▸ **Directions**: The copy you give must match the records exactly, except that it holds no images.

▸ **Task input**:
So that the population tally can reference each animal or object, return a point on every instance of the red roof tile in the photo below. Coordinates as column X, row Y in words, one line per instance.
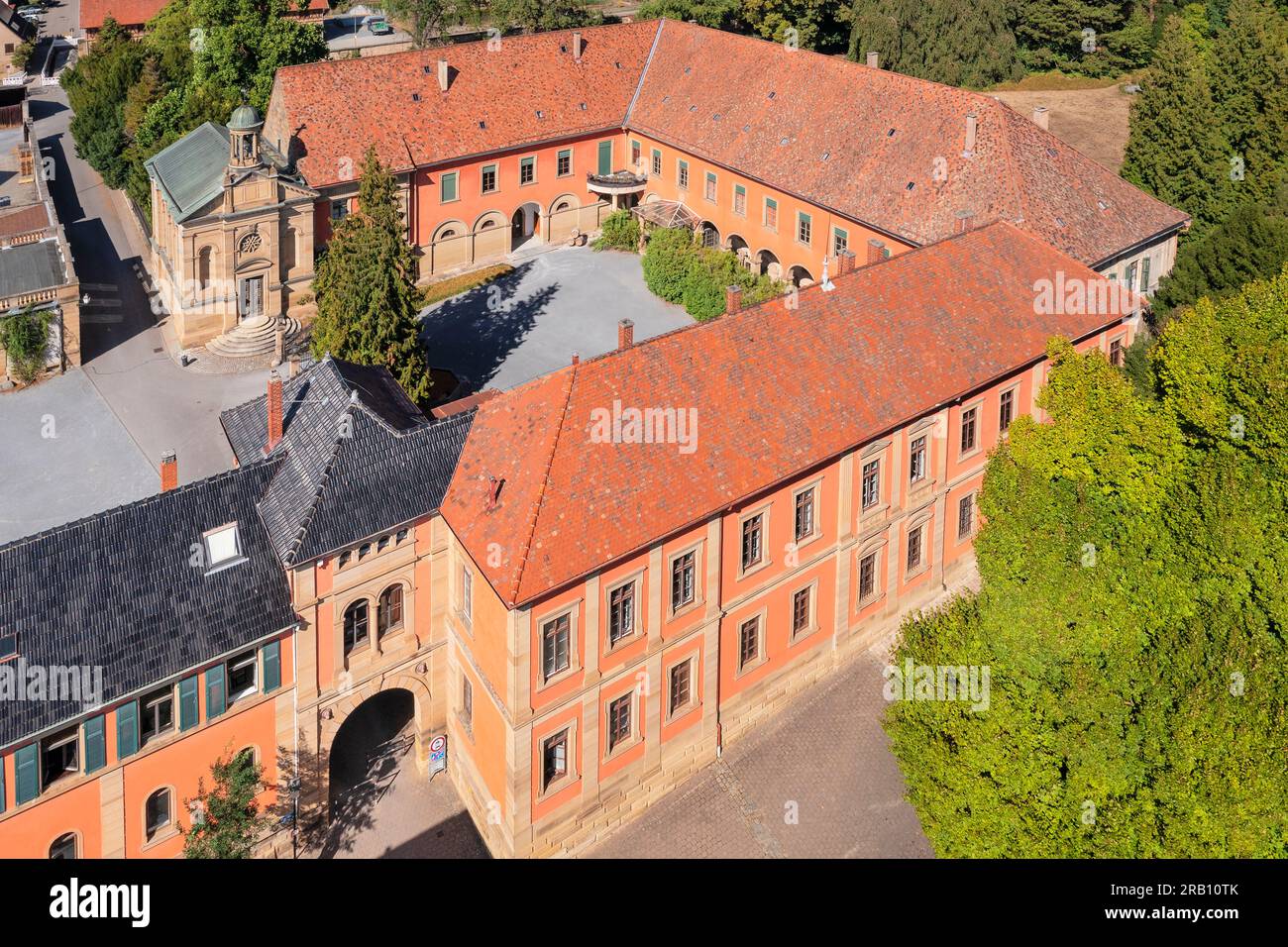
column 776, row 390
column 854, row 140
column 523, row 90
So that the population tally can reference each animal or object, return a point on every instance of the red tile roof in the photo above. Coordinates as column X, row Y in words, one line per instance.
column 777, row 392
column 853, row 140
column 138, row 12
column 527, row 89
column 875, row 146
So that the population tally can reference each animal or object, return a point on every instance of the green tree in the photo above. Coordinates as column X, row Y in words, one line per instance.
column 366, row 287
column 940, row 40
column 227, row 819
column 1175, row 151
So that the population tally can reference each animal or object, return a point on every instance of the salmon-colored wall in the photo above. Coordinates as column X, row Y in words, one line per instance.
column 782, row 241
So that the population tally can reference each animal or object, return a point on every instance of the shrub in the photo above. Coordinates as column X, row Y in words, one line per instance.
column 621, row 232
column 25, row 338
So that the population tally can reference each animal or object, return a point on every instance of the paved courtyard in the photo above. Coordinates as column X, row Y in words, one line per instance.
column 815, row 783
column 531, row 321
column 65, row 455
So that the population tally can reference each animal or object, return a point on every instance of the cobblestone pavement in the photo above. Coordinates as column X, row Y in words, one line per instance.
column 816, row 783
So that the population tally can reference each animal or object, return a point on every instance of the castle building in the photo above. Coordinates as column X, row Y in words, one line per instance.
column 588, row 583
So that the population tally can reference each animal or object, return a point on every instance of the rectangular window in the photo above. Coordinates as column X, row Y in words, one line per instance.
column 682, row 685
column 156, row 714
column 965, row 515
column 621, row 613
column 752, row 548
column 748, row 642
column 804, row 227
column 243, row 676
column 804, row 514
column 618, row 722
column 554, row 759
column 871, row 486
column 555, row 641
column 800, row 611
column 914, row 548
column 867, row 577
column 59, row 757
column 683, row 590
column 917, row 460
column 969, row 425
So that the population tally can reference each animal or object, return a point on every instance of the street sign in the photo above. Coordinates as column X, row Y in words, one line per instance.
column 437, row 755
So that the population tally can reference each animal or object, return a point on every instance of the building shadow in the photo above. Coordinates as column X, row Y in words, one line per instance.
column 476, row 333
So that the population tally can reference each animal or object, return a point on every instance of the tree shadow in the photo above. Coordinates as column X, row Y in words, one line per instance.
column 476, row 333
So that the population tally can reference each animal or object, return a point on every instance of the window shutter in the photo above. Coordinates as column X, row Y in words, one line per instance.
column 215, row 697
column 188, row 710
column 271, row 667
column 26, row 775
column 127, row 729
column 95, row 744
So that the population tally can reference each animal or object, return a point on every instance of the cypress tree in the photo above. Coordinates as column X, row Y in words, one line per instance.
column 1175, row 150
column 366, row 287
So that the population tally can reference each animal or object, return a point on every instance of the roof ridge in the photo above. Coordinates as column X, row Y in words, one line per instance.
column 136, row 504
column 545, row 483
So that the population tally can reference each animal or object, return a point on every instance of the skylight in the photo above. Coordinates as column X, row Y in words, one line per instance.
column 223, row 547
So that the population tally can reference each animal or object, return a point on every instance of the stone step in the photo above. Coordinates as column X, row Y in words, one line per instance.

▸ **Result of this task**:
So that the population tally can reference each animal or object, return a point on every instance of the red roof tile in the photo below. Coordinates as column X, row Y in words, one line per instance.
column 776, row 390
column 854, row 140
column 523, row 90
So that the population tally can reference each animal or object, return a point on every instance of the red tile roof in the photo above. Coordinates as column X, row Y in words, one line per instance.
column 777, row 392
column 853, row 140
column 138, row 12
column 527, row 89
column 875, row 146
So that the population tally can reference each animal or object, return a point on every instance of the green tree in the photo above. Coordinates as column X, row Y in words, one line per instance.
column 366, row 287
column 940, row 40
column 227, row 819
column 1175, row 151
So that the population tally can reference each animal or object, return a point on every instance of the salmon-colored wall in the photo above. Coordinates as column X, row Y in words, one line per instance.
column 782, row 241
So that the population tally can reference each animal or object, return a point on every instance of the shrub in the photo above. Coordinates as column X, row Y in words, one line per instance.
column 621, row 232
column 25, row 338
So that the population tally can reference each animal or object, return a point on every instance of the paved courtyard in the photo above. Coordinates as column X, row Y in words, one line per instance.
column 815, row 783
column 531, row 321
column 65, row 455
So that the population tally can reference each animal or object, return a point on every instance of the cobblestone pavement in the photo above. Coordinates as column X, row Y in words, one line per instance.
column 816, row 783
So that the population tally can reference each animal or object, return a point on every instance of the castle building in the photo above. Coordinates as column X, row Y in words, one line per instance.
column 588, row 583
So that the population tally can reference each animal or object, return a point on every instance of the rectangular window in the photo above. Coordinates as column X, row Y in words, one line per instance.
column 682, row 685
column 156, row 714
column 965, row 515
column 621, row 613
column 752, row 548
column 748, row 642
column 804, row 227
column 243, row 676
column 804, row 514
column 618, row 722
column 554, row 759
column 871, row 486
column 555, row 641
column 800, row 611
column 914, row 548
column 867, row 577
column 59, row 757
column 683, row 590
column 917, row 460
column 969, row 425
So that the population tally can reference each animal or object, return a point on every instance of the street sign in the photo above. Coordinates as column X, row Y in words, one line per instance.
column 437, row 755
So that the population tally can reference each animal or object, return a point on every instance of the building shadow in the photo above. Coordinates as column X, row Y in words, one line per instance.
column 476, row 333
So that the population tally can reference each animal or object, return a point on every instance of the tree shadow in the photo above. Coordinates as column X, row Y in words, one line per instance.
column 476, row 333
So that the population tally can reference each animal or object, return a point on every instance of the window shutter in the photo above. Coordinates as column X, row Y in words, one line per instance.
column 215, row 697
column 188, row 710
column 271, row 667
column 26, row 775
column 127, row 729
column 95, row 744
So that the population tally can reference each animal or object, return a point on every instance of the cypress tree in the photo above. Coordinates as column X, row Y in words, one line per instance.
column 1175, row 150
column 366, row 287
So that the population tally can reference each animal or object, return a point on every instance of the roof ridge in the photo above. Coordinates as column X, row Y in words, one line per instance.
column 136, row 504
column 545, row 483
So that the population tally can reference each animal or object, return a point on every instance of the skylight in the photo above. Coordinates as column X, row Y in words, one line per instance.
column 223, row 547
So that the population tally can reference each animal or object, return a point on every instance of the stone step in the photo above. Coordinates as column X, row Y in words, one line per instance.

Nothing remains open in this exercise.